(Excerpts from a detection dataset)
* * *

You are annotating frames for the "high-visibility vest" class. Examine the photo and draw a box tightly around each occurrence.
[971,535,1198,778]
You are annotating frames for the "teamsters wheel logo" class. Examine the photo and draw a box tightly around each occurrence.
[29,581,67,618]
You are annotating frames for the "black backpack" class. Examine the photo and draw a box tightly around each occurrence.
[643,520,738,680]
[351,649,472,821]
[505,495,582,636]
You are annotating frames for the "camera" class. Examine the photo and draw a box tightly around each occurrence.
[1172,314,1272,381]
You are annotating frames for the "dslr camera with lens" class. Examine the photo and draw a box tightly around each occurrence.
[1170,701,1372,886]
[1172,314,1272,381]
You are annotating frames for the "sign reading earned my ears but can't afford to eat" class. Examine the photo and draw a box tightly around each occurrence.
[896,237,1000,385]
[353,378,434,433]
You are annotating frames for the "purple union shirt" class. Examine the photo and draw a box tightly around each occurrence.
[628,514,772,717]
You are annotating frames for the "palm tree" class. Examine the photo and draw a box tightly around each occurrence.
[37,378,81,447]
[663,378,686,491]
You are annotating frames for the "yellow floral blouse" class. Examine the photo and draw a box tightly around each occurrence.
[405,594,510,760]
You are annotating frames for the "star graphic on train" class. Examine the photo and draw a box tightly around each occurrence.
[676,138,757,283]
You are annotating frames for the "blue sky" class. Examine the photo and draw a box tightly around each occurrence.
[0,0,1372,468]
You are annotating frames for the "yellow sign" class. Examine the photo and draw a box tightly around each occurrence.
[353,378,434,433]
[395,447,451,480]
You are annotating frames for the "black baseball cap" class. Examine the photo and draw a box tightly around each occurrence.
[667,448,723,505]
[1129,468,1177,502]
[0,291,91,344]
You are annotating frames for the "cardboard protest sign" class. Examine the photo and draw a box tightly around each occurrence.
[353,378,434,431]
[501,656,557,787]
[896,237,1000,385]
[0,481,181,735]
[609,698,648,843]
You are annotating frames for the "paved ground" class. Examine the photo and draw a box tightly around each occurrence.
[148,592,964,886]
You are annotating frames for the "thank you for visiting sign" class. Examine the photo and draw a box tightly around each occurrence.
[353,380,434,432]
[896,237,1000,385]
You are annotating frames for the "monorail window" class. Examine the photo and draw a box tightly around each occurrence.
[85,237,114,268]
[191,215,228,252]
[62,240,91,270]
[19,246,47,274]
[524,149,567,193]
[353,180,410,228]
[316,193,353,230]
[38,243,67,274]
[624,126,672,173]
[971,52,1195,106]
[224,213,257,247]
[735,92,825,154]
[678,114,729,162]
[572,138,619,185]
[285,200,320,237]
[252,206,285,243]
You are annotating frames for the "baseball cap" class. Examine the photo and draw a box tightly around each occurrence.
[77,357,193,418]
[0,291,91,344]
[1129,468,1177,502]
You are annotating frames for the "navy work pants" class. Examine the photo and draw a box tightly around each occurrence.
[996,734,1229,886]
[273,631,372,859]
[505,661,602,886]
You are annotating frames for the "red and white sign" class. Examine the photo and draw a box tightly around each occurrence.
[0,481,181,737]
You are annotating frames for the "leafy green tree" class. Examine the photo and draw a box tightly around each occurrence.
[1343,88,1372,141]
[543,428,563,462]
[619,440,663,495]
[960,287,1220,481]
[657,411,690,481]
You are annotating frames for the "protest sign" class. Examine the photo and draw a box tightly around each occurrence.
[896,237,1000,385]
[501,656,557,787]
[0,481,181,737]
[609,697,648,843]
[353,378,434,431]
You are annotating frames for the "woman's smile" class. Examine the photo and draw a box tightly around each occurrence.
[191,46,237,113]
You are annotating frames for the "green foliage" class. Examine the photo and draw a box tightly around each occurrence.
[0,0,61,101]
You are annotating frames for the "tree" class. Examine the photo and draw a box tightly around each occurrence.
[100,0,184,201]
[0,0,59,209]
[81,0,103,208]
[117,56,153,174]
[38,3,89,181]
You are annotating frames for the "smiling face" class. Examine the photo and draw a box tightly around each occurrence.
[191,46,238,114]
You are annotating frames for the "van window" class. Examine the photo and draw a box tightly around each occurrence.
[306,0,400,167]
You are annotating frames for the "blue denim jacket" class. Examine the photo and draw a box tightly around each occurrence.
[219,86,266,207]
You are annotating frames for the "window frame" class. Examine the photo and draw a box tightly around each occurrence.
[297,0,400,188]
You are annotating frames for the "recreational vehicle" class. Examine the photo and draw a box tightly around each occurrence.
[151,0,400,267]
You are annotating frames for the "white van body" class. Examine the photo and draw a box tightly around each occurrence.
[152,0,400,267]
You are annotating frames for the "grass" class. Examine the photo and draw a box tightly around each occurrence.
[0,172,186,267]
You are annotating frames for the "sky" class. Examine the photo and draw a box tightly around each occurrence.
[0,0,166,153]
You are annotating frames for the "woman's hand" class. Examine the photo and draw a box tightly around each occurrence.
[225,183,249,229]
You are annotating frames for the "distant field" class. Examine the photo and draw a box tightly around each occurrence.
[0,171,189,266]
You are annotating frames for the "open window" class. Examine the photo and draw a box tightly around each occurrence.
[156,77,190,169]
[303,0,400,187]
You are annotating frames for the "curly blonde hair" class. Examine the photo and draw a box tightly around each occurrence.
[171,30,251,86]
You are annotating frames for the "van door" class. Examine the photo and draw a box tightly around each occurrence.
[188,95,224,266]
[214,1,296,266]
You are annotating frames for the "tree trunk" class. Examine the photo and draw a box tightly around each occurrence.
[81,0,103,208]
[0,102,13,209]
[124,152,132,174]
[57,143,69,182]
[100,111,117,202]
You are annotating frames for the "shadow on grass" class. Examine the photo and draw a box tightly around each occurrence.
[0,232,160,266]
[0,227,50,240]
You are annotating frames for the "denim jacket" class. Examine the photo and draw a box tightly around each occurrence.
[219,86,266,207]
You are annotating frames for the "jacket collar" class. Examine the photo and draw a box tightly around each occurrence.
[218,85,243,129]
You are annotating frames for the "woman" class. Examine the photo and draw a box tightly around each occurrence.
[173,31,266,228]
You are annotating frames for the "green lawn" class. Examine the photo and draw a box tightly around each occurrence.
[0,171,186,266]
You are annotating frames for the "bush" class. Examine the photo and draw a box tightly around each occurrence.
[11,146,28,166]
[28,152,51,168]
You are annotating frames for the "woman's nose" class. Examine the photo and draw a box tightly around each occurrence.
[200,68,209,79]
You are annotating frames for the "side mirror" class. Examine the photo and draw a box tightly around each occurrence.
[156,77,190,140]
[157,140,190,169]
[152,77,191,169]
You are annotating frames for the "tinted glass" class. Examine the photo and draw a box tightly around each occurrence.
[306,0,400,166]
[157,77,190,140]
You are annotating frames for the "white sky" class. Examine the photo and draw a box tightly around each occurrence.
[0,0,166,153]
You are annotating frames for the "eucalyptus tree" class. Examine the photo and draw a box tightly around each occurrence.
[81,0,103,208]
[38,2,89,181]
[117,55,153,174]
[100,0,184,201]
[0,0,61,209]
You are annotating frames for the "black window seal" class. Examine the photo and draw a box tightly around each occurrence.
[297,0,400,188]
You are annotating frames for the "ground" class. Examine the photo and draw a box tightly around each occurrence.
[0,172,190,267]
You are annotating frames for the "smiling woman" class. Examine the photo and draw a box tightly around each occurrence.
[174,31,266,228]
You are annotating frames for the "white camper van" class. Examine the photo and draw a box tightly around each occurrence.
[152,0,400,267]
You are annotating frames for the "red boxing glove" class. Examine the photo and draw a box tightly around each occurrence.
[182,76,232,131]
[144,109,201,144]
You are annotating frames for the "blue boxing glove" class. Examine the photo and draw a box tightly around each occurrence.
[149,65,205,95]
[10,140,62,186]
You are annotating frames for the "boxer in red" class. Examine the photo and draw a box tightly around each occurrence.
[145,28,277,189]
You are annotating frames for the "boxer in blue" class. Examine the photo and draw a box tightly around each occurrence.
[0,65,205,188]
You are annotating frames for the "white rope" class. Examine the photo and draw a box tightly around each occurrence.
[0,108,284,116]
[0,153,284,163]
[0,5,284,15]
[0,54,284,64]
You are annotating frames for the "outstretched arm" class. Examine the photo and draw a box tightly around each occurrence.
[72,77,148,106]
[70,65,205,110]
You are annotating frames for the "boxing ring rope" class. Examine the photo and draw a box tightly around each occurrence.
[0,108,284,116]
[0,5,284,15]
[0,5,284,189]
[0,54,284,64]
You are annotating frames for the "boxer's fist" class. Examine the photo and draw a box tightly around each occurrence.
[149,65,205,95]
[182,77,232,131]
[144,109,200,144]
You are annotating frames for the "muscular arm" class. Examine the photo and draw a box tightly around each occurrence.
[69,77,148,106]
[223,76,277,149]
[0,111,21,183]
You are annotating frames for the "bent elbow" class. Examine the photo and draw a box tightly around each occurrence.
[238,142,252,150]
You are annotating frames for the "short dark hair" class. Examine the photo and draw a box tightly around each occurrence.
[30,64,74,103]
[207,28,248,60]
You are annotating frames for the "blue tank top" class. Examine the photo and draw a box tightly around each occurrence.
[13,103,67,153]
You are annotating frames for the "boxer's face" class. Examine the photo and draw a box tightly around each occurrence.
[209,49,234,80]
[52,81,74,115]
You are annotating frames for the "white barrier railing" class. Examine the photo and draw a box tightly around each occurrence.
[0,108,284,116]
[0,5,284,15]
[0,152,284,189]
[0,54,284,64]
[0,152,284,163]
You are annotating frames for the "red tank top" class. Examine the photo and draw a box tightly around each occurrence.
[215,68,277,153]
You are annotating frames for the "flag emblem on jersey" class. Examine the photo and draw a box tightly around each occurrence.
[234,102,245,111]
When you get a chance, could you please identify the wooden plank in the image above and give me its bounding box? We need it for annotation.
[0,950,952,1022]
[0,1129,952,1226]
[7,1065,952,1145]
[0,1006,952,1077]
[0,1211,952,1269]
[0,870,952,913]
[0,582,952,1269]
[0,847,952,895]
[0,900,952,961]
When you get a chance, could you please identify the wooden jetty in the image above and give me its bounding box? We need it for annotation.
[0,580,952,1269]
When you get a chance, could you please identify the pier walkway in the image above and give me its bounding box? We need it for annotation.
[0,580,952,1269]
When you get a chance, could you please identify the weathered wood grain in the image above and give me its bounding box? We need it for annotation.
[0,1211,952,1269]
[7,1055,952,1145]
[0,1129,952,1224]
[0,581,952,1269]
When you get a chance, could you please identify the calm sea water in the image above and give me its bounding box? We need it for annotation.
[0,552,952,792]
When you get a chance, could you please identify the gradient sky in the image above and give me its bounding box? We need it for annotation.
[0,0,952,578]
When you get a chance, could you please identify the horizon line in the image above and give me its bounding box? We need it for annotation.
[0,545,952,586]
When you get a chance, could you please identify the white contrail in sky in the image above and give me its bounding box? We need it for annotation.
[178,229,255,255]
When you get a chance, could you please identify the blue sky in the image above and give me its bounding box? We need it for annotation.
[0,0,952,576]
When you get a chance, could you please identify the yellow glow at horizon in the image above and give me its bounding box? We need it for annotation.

* * *

> _DIRECTIONS FOR THIS TASK_
Print the data above word for word, starting at its first line and ending after the line that contains "[628,514,772,717]", with both of those lines included.

> _RESPONSE_
You are annotating frames for the "high-visibility vest" class. Examine the photo and draw a box tightly around each occurrence.
[971,535,1198,778]
You are annotating frames for the "teamsters wheel logo" class. Examine the photo and draw a box tightly around each occurrence.
[29,581,67,618]
You are annotating frames for the "black backpack" class. Examine the photo and draw a box tightly around each occurrence.
[643,520,738,680]
[351,649,472,821]
[505,495,582,636]
You are annotating frames for the "camera" class. Examine the photo and draw a box tightly around each occurrence.
[1172,314,1272,381]
You are annotating frames for the "dslr camera with lens" class. Examine the photo and draw a box tightly around each occurrence.
[1170,701,1372,886]
[1172,314,1272,381]
You are annotating frames for the "sign reading earned my ears but can't afford to eat" class. Examine the photo and draw a box tightly around each occurrence.
[896,237,1000,385]
[353,378,434,433]
You are annotating frames for the "purple union shirt" class. Examine the photo and draw a box tightly around each occurrence.
[628,514,772,717]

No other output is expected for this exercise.